## Part of a data file
>> START

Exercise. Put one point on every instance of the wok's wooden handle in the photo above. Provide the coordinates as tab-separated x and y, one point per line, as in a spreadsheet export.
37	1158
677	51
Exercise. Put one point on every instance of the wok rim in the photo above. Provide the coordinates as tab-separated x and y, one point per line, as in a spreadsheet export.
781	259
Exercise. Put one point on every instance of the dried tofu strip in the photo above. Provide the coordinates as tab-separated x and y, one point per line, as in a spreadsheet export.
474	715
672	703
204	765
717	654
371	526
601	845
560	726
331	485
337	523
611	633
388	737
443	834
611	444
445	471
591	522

>> END

## YOUR OBJECTIVE
Format the lines above as a JSON list of strings, one string per line and no blank lines, starting at the line containing "Exercise. Put one point on every instance of the dried" and ending with the last line.

## EXERCISE ANSWER
[
  "Exercise. Put one point on every instance of the dried tofu strip in the photo above. Provide the coordinates as tab-separated x and y, one point per line, as in a spreadsheet export.",
  "474\t715",
  "672\t703",
  "204\t765",
  "717\t654",
  "371\t526",
  "601\t845",
  "560\t726",
  "331\t485",
  "337\t523",
  "611\t633",
  "388\t737",
  "443\t834",
  "611\t444",
  "445\t471",
  "591\t522"
]